MPrime also has the capability of calculating oligonucleotides for sequences of interest. The scoring scheme for determining the optimal oligonucleotides is very similar with the exception that there are no primer-primer interactions that can occur. With oligonucleotides, the similarity scores are weighted slightly higher, and are based on the actual length of the oligos desired. Typically, the 3' end of genes tends to be more variable and therefore more unique in their sequence. In addition, MPrime has the added feature of allowing the user to specify a region in which the oligo must be located.
Sequence input into MPrime
Sequences can be input into MPrime in one of four ways: by gene name, by GenBank accession number, by keyword, or by the raw fasta sequence data. The user can specify whether they are interested in sequences from the human, rat, mouse, fruit fly, or zebrafish genome. MPrime will then search for the sequence of interest, and return sequence records from RefSeq and the appropriate GenBank databases matching the search string. If the GenBank accession is given, MPrime first checks to see if there is a gene matching exactly.
Once the regions of interest are decided upon, the sequences are retrieved from local copies of either RefSeq or GenBank. For cDNAs, these sequences are then searched in order to retrieve primer pairs adhering to a set of guidelines. The primer length, G+C content, melting temperature, self-hybridization characteristics, and primer-primer hybridization characteristics must be taken into account in order to allow the primers to effectively be used in PCR experiments . In addition, information on the sequence product is taken in as well, including the product length, G+C content, and melting temperature. The MPrime software was developed using both Perl and C++.

(Collection entries)
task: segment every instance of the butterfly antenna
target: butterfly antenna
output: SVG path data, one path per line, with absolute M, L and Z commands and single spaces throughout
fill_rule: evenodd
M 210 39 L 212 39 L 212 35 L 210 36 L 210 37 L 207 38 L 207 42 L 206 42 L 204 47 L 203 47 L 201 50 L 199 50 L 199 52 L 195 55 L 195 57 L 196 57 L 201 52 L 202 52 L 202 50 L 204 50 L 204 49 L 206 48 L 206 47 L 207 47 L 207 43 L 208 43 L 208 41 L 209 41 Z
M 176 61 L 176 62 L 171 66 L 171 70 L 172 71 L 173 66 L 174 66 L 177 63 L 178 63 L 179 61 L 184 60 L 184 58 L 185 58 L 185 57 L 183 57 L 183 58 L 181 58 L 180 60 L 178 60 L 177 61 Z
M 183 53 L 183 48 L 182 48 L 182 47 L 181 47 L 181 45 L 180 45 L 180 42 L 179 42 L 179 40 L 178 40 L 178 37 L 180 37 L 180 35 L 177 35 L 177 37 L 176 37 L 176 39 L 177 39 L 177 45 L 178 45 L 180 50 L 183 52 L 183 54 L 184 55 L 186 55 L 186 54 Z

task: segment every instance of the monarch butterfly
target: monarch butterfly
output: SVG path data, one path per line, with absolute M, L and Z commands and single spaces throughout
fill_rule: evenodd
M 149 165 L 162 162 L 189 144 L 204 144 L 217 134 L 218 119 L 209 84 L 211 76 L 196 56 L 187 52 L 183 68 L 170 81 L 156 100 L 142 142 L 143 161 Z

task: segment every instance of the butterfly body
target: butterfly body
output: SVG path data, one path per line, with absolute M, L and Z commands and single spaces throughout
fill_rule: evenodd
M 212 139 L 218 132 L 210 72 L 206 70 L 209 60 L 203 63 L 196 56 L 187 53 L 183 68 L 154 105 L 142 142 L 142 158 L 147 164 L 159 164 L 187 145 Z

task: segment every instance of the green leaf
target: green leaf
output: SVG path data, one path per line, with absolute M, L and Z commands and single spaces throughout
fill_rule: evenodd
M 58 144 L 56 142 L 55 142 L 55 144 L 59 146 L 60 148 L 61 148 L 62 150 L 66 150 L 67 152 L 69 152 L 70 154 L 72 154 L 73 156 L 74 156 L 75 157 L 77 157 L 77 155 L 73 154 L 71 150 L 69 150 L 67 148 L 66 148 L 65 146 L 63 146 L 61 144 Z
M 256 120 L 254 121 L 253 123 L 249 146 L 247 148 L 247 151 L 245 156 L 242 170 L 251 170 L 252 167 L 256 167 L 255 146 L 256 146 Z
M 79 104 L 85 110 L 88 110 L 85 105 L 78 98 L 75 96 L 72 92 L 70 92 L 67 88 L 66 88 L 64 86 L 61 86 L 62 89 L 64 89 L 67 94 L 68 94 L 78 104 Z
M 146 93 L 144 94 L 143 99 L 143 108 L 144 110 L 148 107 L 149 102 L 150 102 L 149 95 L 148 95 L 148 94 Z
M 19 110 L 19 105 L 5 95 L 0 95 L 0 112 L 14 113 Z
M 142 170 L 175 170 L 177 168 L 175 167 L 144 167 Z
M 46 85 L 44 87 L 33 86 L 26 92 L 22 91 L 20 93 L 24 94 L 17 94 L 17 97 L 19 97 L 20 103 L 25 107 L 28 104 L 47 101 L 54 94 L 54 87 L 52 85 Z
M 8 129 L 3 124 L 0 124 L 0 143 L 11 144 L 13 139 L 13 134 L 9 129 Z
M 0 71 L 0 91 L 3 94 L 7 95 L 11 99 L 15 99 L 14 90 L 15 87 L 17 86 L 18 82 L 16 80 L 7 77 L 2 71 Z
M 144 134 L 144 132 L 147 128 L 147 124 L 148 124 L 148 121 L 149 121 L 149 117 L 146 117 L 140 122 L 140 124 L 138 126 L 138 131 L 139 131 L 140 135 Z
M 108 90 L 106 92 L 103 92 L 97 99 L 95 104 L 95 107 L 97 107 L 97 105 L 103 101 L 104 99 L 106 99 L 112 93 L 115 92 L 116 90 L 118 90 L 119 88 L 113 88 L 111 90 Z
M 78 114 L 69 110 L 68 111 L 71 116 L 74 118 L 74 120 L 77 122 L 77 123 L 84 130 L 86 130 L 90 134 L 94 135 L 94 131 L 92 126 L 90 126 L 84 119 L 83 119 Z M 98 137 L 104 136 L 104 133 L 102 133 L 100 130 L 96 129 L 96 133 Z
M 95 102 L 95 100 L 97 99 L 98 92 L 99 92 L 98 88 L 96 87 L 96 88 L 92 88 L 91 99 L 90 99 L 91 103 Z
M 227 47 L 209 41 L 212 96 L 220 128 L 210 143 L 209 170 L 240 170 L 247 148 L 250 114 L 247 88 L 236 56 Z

**Questions:**
(a) According to the MPrime text, which programming languages were used to develop the software?
(b) Extend the MPrime text beyond its final sentence.
The entries were taken from a separate source.

**Answers by item number:**
(a) Perl and C++.

(b)
Since the end goal is to create products for incorporation into gene microarray chips, it is extremely important to provide relatively uniform product lengths in order to provide equal concentrations of sequence products and to be able to distinguish between the expression levels of different genes within a single experiment. The MPrime interface allows the user to enter in a range of values along with an optimal product length.
After potential primer pairs are created, they are searched against the appropriate database of genomic sequence in order to ensure the primer pairs and subsequent products are unique. If the products on the microarray chip are to uniquely identify genes, then it is necessary to check that the resulting products do not represent domains repeated in several genes.
Validation of MPrime
Sequence products produced by primer pairs selected from MPrime were validated using two independent techniques: (i) polymerase chain reaction and (ii) sequencing using the Beckman Coulter CEQ8000 Genetic Analysis System. Oligonucleotides constructed from MPrime were checked for their specificity by a nucleotide sequence search against Mus musculus sequences.
Polymerase chain reaction (PCR)
After primer pairs are determined, the sequence products are amplified using a 96 well plate DNA Engine Tetrad Thermal Cycler (MJ Research, Inc., Boston, MA). A MultiPROBE II Liquid Handler (Packard Instruments, Boston, MA) is used to help automate the process of creating the 96 well trays used in PCR amplification. The resulting products are then spotted on customized microarrays using a BioChip Arrayer (Packard Instruments).
PCR was performed using mouse brain total RNA (Clontech, Palo Alto, CA) and reverse transcribed into cDNA. RT-PCR was performed for a set of housekeeping genes and the primers used for RT-PCR were the same as those designed by MPrime program. Briefly, 5 μl of total RNA was used reverse transcribed using SuperScript II (Invitrogen, Carlsbad, CA) as described by the manufacture protocols. PCR reaction including 10 μl of cDNA template in a 100 μl reaction volume was amplified using DNA Engine Tetrad (MJ Research, Inc., Boston, MA). The thermal cycling profile consisted of 95°C for 3 min, 94°C for 30 s, 60°C for 30 s, 72°C for 30 s and 72°C for 7 min. Cycling kinetics were performed using 30 cycles. Amplified PCR reactions were separated on 2% agarose gel in the presence of ethidium bromide for visualization.
Purified mouse housekeeping genes products were sequenced using the CEQ 8000 Genetic Analysis System (Beckman Coulter Inc., Fullerton, CA). PCR was carried out using left primer and target cDNA from mouse brain as described above for 25 cycles. Sequences were then compared using a blast search against the corresponding GenBank and/or RefSeq entry for verification.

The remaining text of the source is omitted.